_Task description_
In the lines below, find the one that contains "Can you see the horse's front" and write it out exactly, along with every line that follows it.

_Supplied records_
▬▬▬

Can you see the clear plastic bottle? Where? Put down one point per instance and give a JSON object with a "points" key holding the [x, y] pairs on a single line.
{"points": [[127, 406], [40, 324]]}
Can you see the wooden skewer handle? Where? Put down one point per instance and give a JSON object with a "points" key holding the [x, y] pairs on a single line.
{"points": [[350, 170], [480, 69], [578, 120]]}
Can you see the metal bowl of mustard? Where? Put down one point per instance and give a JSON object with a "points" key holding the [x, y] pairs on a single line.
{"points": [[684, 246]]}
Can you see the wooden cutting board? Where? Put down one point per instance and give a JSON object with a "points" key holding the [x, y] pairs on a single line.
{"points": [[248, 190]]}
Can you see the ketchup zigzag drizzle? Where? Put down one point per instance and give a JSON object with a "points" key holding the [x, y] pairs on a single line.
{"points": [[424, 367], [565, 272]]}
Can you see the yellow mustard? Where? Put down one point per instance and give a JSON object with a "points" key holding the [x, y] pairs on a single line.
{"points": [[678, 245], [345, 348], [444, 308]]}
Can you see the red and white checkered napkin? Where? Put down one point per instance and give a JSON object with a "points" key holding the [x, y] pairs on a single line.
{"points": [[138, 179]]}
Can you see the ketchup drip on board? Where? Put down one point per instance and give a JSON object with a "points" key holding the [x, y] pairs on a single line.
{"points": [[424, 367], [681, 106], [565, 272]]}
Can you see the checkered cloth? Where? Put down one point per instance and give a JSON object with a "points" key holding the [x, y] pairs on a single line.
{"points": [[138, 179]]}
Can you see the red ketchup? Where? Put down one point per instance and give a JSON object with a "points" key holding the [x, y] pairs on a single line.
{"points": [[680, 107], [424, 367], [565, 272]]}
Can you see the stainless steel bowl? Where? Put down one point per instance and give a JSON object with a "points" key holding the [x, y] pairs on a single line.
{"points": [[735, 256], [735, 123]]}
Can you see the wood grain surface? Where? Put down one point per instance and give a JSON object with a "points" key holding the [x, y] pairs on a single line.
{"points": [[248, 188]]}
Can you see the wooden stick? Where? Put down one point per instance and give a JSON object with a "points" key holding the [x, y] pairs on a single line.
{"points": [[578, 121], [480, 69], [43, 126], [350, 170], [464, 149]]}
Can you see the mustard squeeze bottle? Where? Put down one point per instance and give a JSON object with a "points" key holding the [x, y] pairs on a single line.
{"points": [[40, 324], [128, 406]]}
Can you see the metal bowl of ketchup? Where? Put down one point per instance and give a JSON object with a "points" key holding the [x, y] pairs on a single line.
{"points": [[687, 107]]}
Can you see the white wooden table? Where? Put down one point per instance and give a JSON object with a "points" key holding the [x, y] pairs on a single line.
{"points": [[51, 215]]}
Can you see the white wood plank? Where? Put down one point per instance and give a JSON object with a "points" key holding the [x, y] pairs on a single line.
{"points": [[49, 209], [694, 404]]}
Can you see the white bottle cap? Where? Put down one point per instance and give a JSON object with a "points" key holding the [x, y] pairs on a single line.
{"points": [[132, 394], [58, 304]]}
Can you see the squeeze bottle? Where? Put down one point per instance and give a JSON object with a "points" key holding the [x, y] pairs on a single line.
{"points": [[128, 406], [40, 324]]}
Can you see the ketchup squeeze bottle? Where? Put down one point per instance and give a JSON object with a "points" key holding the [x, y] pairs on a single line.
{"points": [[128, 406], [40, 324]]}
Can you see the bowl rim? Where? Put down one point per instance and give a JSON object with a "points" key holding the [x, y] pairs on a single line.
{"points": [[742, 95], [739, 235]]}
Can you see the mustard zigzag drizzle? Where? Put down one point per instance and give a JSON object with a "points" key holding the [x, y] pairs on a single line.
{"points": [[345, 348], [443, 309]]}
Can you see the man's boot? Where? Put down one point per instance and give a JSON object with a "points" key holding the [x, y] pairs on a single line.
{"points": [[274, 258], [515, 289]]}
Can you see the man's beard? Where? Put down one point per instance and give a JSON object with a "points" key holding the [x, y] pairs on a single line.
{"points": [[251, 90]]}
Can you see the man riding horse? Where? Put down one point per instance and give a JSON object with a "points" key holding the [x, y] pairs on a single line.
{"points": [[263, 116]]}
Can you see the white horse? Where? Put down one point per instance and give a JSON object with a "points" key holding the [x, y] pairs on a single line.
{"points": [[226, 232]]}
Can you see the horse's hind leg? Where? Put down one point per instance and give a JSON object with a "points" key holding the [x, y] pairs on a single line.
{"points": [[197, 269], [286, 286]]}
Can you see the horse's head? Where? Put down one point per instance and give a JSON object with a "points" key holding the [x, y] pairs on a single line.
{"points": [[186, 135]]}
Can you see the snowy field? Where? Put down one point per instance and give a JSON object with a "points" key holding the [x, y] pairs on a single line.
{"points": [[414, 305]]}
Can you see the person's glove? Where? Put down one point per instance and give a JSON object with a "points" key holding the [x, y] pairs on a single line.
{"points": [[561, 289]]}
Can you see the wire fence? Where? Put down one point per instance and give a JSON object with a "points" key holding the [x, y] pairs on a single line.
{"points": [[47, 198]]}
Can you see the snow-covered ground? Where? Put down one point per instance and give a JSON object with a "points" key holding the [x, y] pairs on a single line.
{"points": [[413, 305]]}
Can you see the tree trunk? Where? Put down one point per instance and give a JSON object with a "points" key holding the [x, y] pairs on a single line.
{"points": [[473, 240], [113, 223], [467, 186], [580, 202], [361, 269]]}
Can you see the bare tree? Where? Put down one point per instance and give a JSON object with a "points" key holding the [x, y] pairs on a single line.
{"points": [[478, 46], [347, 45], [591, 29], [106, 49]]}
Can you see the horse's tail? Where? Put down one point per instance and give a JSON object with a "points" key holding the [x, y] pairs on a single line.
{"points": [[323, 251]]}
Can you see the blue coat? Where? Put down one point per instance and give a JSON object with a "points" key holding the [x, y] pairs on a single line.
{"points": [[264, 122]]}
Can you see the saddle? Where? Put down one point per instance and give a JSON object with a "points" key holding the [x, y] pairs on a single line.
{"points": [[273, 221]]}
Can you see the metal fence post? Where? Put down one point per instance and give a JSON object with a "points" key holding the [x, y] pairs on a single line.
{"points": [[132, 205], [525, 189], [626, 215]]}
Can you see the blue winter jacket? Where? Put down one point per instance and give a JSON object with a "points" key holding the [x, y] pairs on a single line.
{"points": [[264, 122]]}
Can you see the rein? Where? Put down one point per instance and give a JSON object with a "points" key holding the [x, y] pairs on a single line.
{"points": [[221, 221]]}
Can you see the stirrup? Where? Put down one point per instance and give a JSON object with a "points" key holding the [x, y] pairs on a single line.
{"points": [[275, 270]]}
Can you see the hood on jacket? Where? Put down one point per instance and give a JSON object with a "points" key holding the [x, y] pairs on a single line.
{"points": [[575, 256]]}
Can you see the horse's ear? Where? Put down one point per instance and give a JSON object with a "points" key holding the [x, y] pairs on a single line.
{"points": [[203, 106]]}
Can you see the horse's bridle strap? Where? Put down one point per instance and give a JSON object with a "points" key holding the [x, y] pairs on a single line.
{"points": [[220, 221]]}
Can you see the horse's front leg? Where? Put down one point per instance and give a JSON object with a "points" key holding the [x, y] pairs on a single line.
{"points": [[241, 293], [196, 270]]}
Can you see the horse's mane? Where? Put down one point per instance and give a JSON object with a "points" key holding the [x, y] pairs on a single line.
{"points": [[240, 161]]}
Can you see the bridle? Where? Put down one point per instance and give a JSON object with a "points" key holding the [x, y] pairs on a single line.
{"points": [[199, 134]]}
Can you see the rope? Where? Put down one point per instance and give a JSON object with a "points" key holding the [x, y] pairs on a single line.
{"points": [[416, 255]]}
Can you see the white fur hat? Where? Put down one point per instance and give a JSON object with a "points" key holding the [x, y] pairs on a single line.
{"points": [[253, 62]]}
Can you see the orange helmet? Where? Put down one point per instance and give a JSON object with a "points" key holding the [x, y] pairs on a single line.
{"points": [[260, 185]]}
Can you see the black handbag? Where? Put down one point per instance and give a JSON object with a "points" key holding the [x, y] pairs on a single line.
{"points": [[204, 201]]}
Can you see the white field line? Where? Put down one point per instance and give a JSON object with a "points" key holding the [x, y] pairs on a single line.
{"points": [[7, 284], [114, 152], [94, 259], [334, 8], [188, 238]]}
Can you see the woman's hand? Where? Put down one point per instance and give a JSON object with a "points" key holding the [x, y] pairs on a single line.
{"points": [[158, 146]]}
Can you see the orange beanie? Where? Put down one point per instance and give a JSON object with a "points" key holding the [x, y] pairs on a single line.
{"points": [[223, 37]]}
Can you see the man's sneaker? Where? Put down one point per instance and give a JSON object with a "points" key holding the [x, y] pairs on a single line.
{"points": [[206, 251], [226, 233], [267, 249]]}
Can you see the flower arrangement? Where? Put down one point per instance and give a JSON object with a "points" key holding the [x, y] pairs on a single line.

▬▬▬

_Answer to the exercise_
Can you see the horse's front leg? Where? Put down one point per instance and give a JSON object with a "points" key holding the [x, y] pairs on a single line.
{"points": [[241, 293], [196, 270]]}
Can you see the horse's mane? Where? Put down one point per instance and give a JSON object with a "points" key holding the [x, y] pairs on a single line.
{"points": [[240, 161]]}
Can you see the bridle? Where? Put down one point per instance and give a JSON object with a "points" key holding the [x, y] pairs on a single line.
{"points": [[199, 134]]}
Can you see the rope? Where? Put down one point per instance and give a JSON object with a "points" key holding the [x, y] pairs on a single line.
{"points": [[416, 255]]}
Can you see the white fur hat? Where? Put down one point per instance and give a JSON object with a "points" key holding the [x, y] pairs on a single line.
{"points": [[253, 62]]}
Can you see the orange helmet? Where? Put down one point per instance and give a JSON object with a "points" key holding the [x, y] pairs on a single line.
{"points": [[260, 185]]}
Can you see the black handbag? Where? Put down one point per instance and give a JSON object with a "points" key holding the [x, y] pairs on a single line.
{"points": [[204, 201]]}
Can you see the white field line? Where? Put down one point per instance and give a JSON object with a "points" key holding the [x, y] pairs on a single line.
{"points": [[7, 284], [114, 152], [94, 259], [334, 8], [188, 238]]}
Can you see the woman's hand? Where? Put down one point per instance and give a JSON object with a "points" key holding the [x, y] pairs on a single line.
{"points": [[158, 146]]}
Can you see the orange beanie? Where? Put down one point per instance and give a JSON object with a "points" key holding the [x, y] pairs on a single line.
{"points": [[223, 37]]}
Can you see the man's sneaker? Where? Put down one point per instance and give a JSON object with a "points" key holding the [x, y] pairs on a single line.
{"points": [[206, 251], [226, 233], [267, 249]]}
Can you see the flower arrangement? Where? Put down one point per instance and give a JSON object with a "points" key holding the [x, y] pairs on a single line.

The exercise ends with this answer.